(Challenge) State the number of lines in the material that contain the string "without". Reply with the number alone.

● ● ● ●

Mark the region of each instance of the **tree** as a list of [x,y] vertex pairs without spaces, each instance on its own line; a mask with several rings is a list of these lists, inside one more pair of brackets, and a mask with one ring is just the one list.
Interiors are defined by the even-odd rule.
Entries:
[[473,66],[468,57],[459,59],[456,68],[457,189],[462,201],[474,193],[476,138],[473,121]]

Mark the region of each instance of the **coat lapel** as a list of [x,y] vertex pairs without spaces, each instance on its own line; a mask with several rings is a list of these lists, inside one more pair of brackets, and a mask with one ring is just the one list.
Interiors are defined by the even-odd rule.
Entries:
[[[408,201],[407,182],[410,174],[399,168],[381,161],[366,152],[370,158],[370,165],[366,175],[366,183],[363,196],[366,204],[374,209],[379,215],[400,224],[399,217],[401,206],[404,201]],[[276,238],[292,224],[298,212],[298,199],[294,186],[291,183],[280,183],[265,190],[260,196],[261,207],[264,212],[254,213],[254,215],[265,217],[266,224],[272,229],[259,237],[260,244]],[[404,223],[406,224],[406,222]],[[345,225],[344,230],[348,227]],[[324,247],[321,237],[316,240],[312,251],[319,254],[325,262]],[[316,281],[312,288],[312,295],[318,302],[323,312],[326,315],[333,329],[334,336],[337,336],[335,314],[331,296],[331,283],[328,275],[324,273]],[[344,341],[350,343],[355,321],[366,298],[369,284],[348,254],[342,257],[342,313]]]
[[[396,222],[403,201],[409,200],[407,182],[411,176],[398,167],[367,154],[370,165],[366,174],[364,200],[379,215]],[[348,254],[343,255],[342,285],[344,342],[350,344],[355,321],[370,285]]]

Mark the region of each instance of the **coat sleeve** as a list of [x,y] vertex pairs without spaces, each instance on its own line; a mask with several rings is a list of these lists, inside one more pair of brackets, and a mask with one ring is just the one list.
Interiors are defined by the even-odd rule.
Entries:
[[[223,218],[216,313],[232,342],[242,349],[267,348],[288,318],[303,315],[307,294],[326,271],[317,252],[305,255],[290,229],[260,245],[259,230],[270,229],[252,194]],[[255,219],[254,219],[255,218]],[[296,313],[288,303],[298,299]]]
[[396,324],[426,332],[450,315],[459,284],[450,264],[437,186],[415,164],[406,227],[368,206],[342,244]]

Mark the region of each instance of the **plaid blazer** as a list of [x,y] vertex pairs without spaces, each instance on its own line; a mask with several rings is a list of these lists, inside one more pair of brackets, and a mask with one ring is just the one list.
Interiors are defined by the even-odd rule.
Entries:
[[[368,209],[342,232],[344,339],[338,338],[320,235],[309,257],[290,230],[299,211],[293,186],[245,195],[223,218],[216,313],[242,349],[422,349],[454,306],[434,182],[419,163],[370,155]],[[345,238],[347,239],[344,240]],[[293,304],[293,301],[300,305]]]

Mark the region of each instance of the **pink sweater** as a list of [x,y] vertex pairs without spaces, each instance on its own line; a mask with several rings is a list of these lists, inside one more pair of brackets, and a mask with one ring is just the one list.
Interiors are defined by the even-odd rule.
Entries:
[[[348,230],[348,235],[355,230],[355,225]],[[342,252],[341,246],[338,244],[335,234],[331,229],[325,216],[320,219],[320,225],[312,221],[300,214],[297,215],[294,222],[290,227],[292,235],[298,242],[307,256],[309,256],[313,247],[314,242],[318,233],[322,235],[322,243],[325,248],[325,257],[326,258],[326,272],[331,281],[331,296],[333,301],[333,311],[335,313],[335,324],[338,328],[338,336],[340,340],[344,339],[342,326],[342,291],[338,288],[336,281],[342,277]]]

● ● ● ●

(Result for this exercise) 5